■ PROVIDED DATA:
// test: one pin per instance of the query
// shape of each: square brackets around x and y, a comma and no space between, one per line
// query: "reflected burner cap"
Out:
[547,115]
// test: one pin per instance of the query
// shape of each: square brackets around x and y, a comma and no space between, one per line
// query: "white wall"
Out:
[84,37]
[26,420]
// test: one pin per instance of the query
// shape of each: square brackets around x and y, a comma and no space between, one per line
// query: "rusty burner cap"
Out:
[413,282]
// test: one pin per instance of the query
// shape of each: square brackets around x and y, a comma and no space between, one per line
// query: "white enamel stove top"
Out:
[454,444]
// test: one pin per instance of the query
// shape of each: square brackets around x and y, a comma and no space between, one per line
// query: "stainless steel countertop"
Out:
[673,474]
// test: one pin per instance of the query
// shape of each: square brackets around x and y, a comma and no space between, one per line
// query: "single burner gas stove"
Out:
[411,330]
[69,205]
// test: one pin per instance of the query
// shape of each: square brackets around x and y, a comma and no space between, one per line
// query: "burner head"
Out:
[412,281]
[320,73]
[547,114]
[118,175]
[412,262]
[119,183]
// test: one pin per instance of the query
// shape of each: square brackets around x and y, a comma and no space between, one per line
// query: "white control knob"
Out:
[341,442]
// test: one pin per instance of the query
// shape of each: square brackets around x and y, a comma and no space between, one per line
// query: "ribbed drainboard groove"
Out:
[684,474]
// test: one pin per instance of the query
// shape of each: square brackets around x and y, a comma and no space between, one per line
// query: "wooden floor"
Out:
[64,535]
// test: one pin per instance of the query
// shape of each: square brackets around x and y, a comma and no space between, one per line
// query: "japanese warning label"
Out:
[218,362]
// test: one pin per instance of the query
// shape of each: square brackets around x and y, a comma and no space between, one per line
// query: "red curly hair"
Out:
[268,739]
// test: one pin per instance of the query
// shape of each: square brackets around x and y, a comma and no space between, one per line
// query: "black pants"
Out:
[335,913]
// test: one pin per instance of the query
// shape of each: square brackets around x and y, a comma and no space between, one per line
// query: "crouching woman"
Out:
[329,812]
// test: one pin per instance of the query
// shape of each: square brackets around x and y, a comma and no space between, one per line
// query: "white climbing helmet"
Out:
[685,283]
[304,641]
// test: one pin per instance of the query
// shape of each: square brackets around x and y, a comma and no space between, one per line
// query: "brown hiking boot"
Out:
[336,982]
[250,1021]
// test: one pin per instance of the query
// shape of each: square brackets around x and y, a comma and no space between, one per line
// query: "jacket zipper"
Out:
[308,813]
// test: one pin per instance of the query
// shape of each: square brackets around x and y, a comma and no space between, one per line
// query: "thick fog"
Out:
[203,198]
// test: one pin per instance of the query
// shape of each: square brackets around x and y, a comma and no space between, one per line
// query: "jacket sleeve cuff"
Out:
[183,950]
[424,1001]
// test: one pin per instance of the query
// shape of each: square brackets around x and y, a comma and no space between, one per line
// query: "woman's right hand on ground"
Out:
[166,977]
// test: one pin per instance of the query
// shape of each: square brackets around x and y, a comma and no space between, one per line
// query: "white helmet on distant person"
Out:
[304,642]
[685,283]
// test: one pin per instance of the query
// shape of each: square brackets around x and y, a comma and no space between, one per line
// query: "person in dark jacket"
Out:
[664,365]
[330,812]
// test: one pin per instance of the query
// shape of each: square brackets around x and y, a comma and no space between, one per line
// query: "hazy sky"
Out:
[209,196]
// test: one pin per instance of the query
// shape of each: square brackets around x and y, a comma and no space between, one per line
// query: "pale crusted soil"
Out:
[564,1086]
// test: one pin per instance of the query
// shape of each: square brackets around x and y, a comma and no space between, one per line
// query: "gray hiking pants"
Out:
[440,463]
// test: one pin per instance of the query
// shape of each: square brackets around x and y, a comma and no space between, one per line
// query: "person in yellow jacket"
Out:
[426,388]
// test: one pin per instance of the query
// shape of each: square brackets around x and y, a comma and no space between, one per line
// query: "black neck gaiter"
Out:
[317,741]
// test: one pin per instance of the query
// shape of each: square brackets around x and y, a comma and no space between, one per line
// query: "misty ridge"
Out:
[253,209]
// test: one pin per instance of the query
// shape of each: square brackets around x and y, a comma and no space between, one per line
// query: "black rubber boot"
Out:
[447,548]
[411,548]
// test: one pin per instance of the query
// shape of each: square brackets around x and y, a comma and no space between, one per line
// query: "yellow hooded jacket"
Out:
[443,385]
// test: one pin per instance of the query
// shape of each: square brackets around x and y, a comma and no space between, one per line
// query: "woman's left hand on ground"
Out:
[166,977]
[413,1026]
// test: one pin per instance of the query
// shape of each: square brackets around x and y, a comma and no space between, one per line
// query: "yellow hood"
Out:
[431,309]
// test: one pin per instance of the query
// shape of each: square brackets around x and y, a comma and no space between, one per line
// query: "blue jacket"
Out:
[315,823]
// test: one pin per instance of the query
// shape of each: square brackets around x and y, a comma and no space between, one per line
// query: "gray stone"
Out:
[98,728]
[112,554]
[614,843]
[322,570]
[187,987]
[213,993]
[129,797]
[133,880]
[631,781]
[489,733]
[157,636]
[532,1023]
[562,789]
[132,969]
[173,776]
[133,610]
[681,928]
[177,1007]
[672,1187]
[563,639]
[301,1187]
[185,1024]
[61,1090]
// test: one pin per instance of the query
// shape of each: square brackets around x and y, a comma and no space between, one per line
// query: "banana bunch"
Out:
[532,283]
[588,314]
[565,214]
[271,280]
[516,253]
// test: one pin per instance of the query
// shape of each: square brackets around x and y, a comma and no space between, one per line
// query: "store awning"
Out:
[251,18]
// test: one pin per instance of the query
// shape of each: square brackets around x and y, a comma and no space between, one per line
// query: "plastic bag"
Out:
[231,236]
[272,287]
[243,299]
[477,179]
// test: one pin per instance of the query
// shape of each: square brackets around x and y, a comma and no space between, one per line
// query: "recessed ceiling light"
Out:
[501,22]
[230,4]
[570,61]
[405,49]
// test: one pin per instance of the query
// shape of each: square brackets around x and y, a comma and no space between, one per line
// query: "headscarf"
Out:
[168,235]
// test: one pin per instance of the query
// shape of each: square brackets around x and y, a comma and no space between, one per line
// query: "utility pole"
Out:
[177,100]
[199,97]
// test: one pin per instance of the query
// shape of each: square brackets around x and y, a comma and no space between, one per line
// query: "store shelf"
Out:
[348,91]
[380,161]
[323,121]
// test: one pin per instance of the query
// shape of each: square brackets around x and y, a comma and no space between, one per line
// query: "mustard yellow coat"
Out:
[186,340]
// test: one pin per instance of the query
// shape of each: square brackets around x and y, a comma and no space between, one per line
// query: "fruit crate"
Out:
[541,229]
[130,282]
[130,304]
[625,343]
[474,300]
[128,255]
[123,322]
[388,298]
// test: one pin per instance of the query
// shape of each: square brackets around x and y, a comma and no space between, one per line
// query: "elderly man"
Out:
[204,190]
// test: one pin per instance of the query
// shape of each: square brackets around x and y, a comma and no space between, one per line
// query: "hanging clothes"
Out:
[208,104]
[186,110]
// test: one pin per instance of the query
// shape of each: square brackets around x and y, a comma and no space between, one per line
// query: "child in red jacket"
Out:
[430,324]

■ WHAT YOU NEED TO DO: Reproduce the whole listing word for word.

■ EXERCISE RESULT:
// test: one pin per instance of the query
// shape of each: square brackets around x and y, a comma and no space between, one per line
// query: "reflected burner cap"
Out:
[547,115]
// test: one pin per instance of the query
// shape of each: square brackets around x and y, a comma and no space between, one per line
// query: "white wall"
Out:
[84,37]
[26,420]
// test: one pin per instance of the query
// shape of each: square brackets around x and y, a comma and no space between, one per line
// query: "rusty burner cap"
Out:
[413,282]
// test: one pin per instance of the query
// shape of each: square brackets around x and y, a comma and no space between, one per line
// query: "white enamel stove top"
Out:
[454,444]
// test: one pin per instance of the query
// shape of each: square brackets around x and y, a comma and no space between, one per line
// query: "stainless steel countertop"
Out:
[673,474]
// test: one pin per instance of the query
// shape of each: square brackets around x and y, a comma and no space between, one per line
// query: "single burner gas stove"
Out:
[411,330]
[69,205]
// test: one pin per instance of the query
// shape of each: square brackets around x and y, a comma and no space between, one per line
// query: "burner head"
Out:
[412,281]
[320,73]
[547,114]
[118,175]
[412,262]
[119,183]
// test: one pin per instance of the query
// shape of each: square brackets around x and y, a comma and no space between, one per line
// query: "white control knob"
Out:
[341,442]
// test: one pin per instance of the query
// shape of each: square brackets around x and y, a comma and no space between, one per line
// query: "ribbed drainboard groove"
Out:
[684,474]
// test: one pin per instance of the query
// shape of each: square brackets around x and y, a comma and no space between, one per line
// query: "wooden floor"
Out:
[64,535]
// test: one pin per instance of the query
// shape of each: square brackets around x and y, a comma and no space between, one per line
// query: "japanese warning label"
Out:
[218,362]
// test: one pin per instance of the query
// shape of each: square brackets around x and y, a comma and no space between, one per line
// query: "red curly hair"
Out:
[268,739]
// test: one pin per instance of the query
// shape of each: square brackets around x and y, a comma and no space between, one per line
// query: "black pants"
Out:
[335,913]
// test: one pin per instance of the query
// shape of each: square brackets around x and y, a comma and no space between, one per line
// query: "crouching woman"
Out:
[329,812]
// test: one pin per instance of the query
// shape of each: square brackets around x and y, a comma and no space between, one per line
// query: "white climbing helmet"
Out:
[685,283]
[304,641]
// test: one pin per instance of the query
// shape of each: square brackets around x and y, a comma and no space between, one per line
// query: "brown hiking boot"
Out:
[336,982]
[250,1021]
// test: one pin per instance of the query
// shape of each: square brackets around x and y, a comma and no space between, one per line
// query: "jacket zipper"
Out:
[308,813]
// test: one pin per instance of the query
// shape of each: square brackets around x and y, a comma and no space between, one per line
// query: "thick fog"
Out:
[203,198]
// test: one pin per instance of the query
// shape of each: square brackets around x and y, a comma and no space between, one per line
// query: "jacket sleeve cuff"
Out:
[183,950]
[424,1001]
// test: one pin per instance of the query
// shape of each: square brackets around x and y, a comma and no space between, one per line
// query: "woman's right hand on ground"
Out:
[166,977]
// test: one pin per instance of the query
// shape of each: square brackets around x and y, a comma and no space between, one per line
// query: "white helmet on distant person"
Out:
[304,642]
[685,283]
// test: one pin per instance of the query
// shape of each: square brackets around x and y, a comma and no space between, one per line
// query: "person in dark jacket"
Out:
[664,365]
[330,812]
// test: one pin per instance of the query
// shape of each: square brackets around x and y, a comma and no space between, one per line
// query: "hazy sky"
Out:
[209,196]
// test: one pin per instance of the query
// shape of each: square brackets around x and y, a comma and no space between, one per line
// query: "pale crusted soil"
Out:
[564,1086]
// test: one pin per instance of the query
// shape of each: square brackets around x and y, a comma and no space between, one per line
// query: "gray hiking pants"
Out:
[440,463]
// test: one pin per instance of the query
// shape of each: square brackets around x and y, a comma and no space between, one per line
// query: "person in yellow jacket"
Out:
[426,388]
// test: one pin per instance of the query
// shape of each: square brackets around x and y, a comma and no space between, one per line
// query: "black neck gaiter"
Out:
[317,741]
// test: one pin per instance of the query
// shape of each: square brackets around x and y, a comma and no space between, one per line
// query: "misty ridge"
Out:
[253,209]
// test: one pin per instance of the query
// shape of each: square brackets around x and y, a comma and no space between, one per line
// query: "black rubber boot"
Out:
[447,548]
[411,548]
// test: one pin per instance of the query
// shape of each: square brackets around x and y, a comma and no space between, one per line
// query: "yellow hooded jacket"
Out:
[443,385]
// test: one pin per instance of the query
// shape of each: square brackets around x and y, a comma and no space between, one per line
// query: "woman's left hand on ground"
Out:
[166,977]
[413,1026]
// test: one pin per instance of the query
// shape of each: square brackets around x and y, a comma and no space between, one per line
// query: "yellow hood"
Out:
[431,309]
// test: one pin per instance of the query
// shape of each: square brackets around x and y, a comma and no space between, one per line
// query: "blue jacket"
Out:
[315,823]
// test: one pin per instance of the query
// shape of each: square brackets around x and y, a comma and no space between, one per line
// query: "gray stone"
Out:
[98,728]
[112,554]
[614,843]
[322,570]
[187,987]
[213,993]
[129,797]
[133,880]
[631,781]
[489,733]
[157,636]
[532,1023]
[562,789]
[132,969]
[173,776]
[133,610]
[681,928]
[177,1007]
[672,1187]
[563,639]
[301,1187]
[185,1024]
[61,1090]
// test: one pin per instance of the query
// shape of each: square brackets around x and y, a comma and no space between, one per line
// query: "banana bunch"
Out:
[532,283]
[588,314]
[565,214]
[271,280]
[516,253]
// test: one pin per instance of the query
// shape of each: square brackets around x and y, a comma and no space between, one per line
// query: "store awning"
Out:
[251,18]
// test: one pin per instance of the query
// shape of each: square brackets around x and y, a comma and no space between, one per line
// query: "plastic bag"
Out:
[231,236]
[272,287]
[243,299]
[477,179]
// test: one pin per instance of the query
// shape of each: square brackets around x and y, a comma and no space between, one per line
// query: "recessed ceiling light"
Out:
[501,22]
[230,4]
[570,61]
[405,49]
// test: one pin per instance of the query
// shape of each: square brackets around x and y, a comma and no space between, one per line
// query: "headscarf"
Out:
[168,235]
// test: one pin per instance of the query
// shape of each: square brackets around x and y, a comma and no space between, one per line
// query: "utility pole"
Out:
[177,100]
[199,97]
// test: one pin per instance of the query
// shape of each: square brackets around x and y, a comma and no space between, one per line
// query: "store shelf"
Out:
[348,91]
[380,161]
[323,121]
// test: one pin per instance of the query
// shape of each: square brackets around x and y, a comma and no space between, one per line
// query: "mustard yellow coat"
Out:
[186,340]
// test: one pin per instance of the query
// shape of each: square brackets around x and y, a comma and no space between, one per line
// query: "fruit crate"
Out:
[541,229]
[130,282]
[130,304]
[625,343]
[474,300]
[128,255]
[123,322]
[388,298]
// test: one pin per instance of the query
// shape of each: square brackets around x and y, a comma and no space between, one per line
// query: "elderly man"
Out:
[204,190]
// test: one pin per instance of the query
// shape of each: square brackets around x and y, a comma and no space between, one per line
// query: "hanging clothes"
Out:
[208,104]
[186,110]
// test: one pin per instance of the query
// shape of each: square brackets around x and y, a comma and no space between, one per line
// query: "child in red jacket"
Out:
[430,324]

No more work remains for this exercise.